(PROVIDED MATERIAL):
^^^^
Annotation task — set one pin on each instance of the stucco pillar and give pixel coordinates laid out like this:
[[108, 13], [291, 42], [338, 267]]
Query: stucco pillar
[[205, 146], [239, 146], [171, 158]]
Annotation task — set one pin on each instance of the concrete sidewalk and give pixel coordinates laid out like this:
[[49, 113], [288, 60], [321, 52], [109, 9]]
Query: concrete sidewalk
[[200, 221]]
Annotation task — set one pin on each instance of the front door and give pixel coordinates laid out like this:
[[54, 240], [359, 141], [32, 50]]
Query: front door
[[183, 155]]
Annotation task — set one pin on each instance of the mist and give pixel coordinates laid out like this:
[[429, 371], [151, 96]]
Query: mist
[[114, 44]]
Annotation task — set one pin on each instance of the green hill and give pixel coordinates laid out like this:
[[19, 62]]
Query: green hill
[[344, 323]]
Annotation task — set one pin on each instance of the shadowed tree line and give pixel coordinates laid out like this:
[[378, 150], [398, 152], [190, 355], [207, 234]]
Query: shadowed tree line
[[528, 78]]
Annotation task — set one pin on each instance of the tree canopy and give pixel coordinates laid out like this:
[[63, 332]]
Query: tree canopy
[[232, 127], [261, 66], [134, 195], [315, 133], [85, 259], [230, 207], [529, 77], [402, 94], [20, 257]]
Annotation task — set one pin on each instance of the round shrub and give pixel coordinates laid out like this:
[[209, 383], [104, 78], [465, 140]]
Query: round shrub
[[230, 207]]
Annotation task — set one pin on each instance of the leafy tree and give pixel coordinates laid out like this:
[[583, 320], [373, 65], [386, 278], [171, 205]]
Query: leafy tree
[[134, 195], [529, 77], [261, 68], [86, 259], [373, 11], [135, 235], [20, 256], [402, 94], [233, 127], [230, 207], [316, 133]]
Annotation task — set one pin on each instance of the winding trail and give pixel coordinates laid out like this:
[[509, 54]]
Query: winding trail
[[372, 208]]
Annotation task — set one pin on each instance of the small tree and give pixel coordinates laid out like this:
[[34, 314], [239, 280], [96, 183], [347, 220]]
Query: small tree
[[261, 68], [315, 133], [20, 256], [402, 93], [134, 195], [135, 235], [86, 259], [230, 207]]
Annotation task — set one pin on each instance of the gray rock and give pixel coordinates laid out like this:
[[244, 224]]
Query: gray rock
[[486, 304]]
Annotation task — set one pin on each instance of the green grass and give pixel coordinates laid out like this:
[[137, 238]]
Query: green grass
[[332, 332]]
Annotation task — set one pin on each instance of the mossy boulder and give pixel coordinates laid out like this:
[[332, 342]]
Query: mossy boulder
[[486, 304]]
^^^^
(TASK DESCRIPTION):
Starting at the beginning of the records and going on through the line with "[[528, 78]]", write those lines out again, replacing "pin" with "marker" and changing nothing else.

(ANSWER):
Annotation task — set one marker on each instance of the stucco pillar and give pixel coordinates laid out like this:
[[108, 13], [291, 42], [338, 267]]
Query: stucco pillar
[[205, 146], [239, 146], [171, 158]]
Annotation task — set one marker on each instance of the concrete sidewalk and give pixel coordinates laid out like this:
[[49, 113], [288, 60], [321, 52], [109, 9]]
Query: concrete sidewalk
[[200, 221]]
Annotation task — set one marker on each instance of the front door and give pixel coordinates laid out like this:
[[54, 240], [359, 141], [32, 50]]
Query: front door
[[183, 155]]
Annotation task — set one marker on each instance of the mist and give pixel coordinates laid out like this:
[[429, 371], [151, 96]]
Query: mist
[[114, 44]]
Annotation task — set one marker on each instance of the green hill and give pixel coordinates laid out like this:
[[19, 62]]
Query: green hill
[[344, 323]]
Annotation task — set one marker on each instance of the shadowed tree line and give pixel coordinates laid out like this:
[[378, 150], [398, 152], [190, 355], [207, 234]]
Query: shadowed tree line
[[528, 78]]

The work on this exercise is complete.